> **Okuma Parçası**
İzmir Barosu, Türkiye’nin İzmir il sınırları içinde yer alan Gaziemir ilçesinde ortaya çıkan ve kamuoyunda "İzmir’in Çernobili" olarak adlandırılan nükleer atık alanıyla ilgili olarak Uluslararası Atom Enerjisi Ajansı’na (IAEA) resmi bir mektup gönderdi. Mektubunda, Gaziemir’deki Aslan Avcı Kurşun Fabrikası’na ait olan ve yurtdışından getirilen radyoaktif maddelerin tesise yasadışı bir şekilde gömüldüğünü vurgulayan Baro, söz konusu tesisin Nükleer Maddelerin Fiziksel Korunması Sözleşmesi’ni ihlal ettiğini belirtti.

> **Görev Listesi**
[A] Okuma parçasına göre İzmir Barosu resmi mektubunu hangi kuruluşa gönderdi?
[B] Gaziemir'deki nükleer atık alanını anlatan okuma parçasını son cümlesinden sonra sürdürün.
Bundan sonraki malzeme, okuma parçasından ayrı bir içeriktir.

> **Verilen Malzeme**
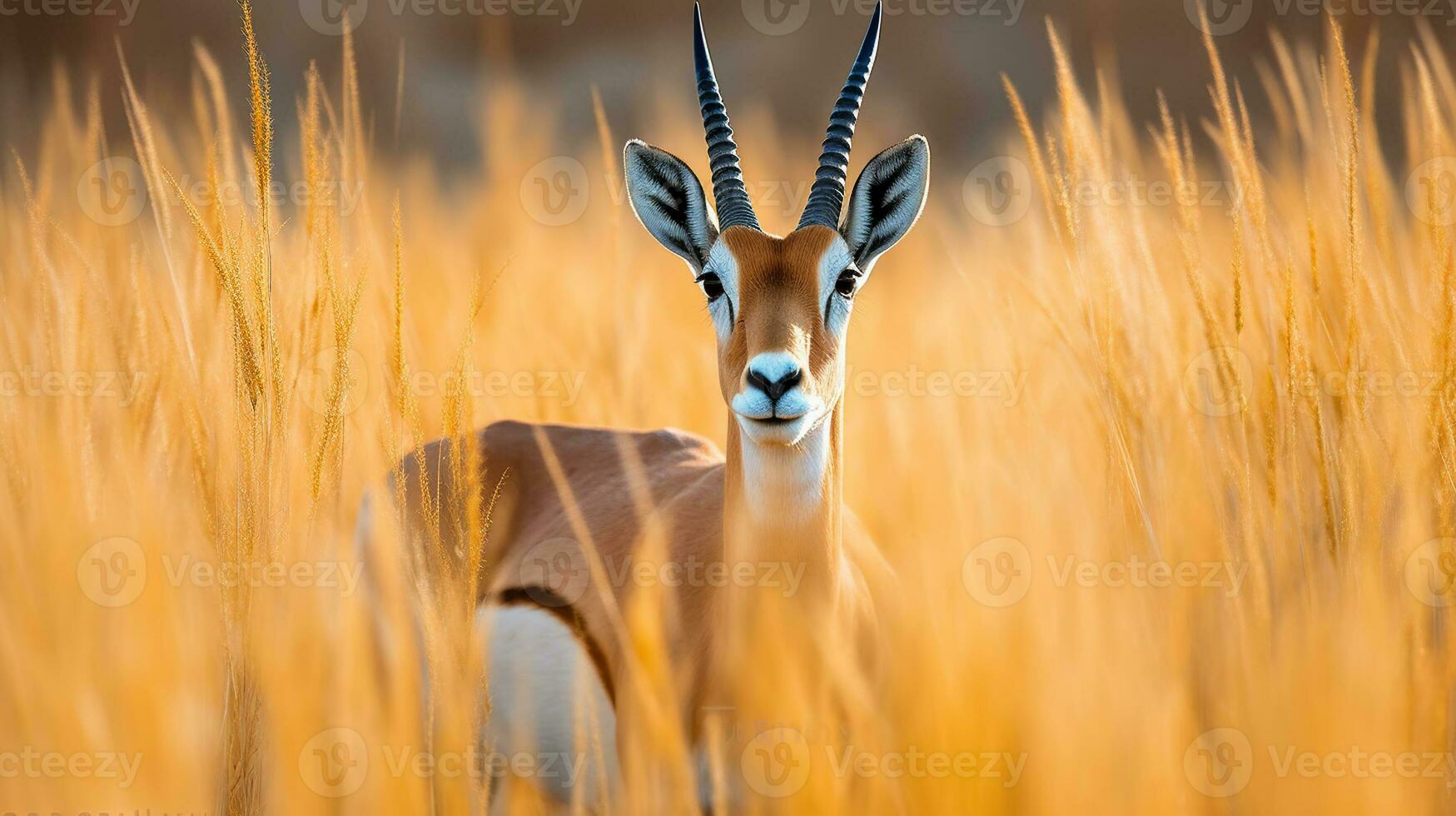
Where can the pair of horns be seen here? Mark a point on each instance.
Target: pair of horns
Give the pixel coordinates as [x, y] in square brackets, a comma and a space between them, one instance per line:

> **Görev Yanıtları**
[A] Uluslararası Atom Enerjisi Ajansı'na (IAEA).

[B]
Gaziemir’deki tehlike

Gaziemir ilçesinde 2000’li yılların başından bu yana, Aslan Avcı Kurşun Fabrikası tarafından yurtdışından ithal edilen radyoaktif atıkların fabrika sahasına gömüldüğü tespit edilmişti. Bu atıkların bölgeyi uzun süreli çevresel kirletme riskiyle karşı karşıya bıraktığı biliniyor. Ancak, bu atıkların bertaraf edilmesi ve bölgedeki çevresel iyileştirmenin yapılması konusunda ciddi bir ilerleme kaydedilmemişti. 2022 yılında ise Türkiye Nükleer Düzenleme Kurulu (Nükleer Düzenleyici Kurum, NRA) tarafından, bölgenin çevresel iyileştirme faaliyetlerini üstlenen EKOVAR A.Ş. adlı bir şirketin görevlendirildiği duyurulmuştu. EKOVAR, alanda temizlik çalışmaları başlattığını duyurmuş ancak bu çalışmaların hızının yetersiz olduğu gerekçesiyle pek çok tartışma yaşanmıştı.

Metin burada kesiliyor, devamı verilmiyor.